▸ EXERCISE GOAL
Pick out and copy each line of the listing below that contains the word "every".

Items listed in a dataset
——
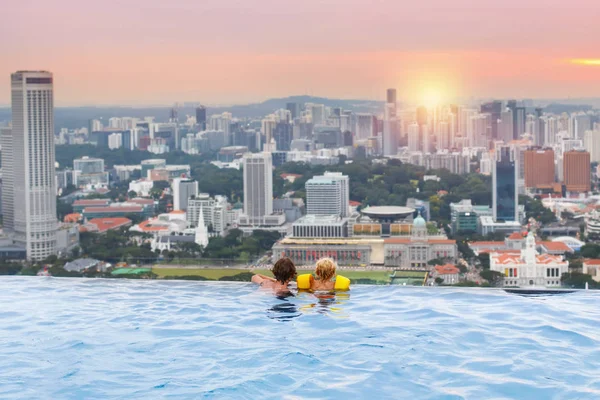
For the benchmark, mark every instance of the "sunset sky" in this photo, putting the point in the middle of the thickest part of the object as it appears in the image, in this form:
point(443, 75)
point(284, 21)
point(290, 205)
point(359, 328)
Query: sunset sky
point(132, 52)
——
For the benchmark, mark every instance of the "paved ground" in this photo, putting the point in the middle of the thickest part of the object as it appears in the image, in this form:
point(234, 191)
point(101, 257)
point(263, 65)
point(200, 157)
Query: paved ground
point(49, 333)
——
▸ TASK OUTPUT
For the benchmark, mark every instance of the "sunset sky" in this photo, putting the point in the middle of the thickest part of the object as it appears in the image, in this form:
For the benchmark, mark every instance of the "paved ground" in this photo, putting the point in the middle of the thickest part of the object as it appears in the image, in this form:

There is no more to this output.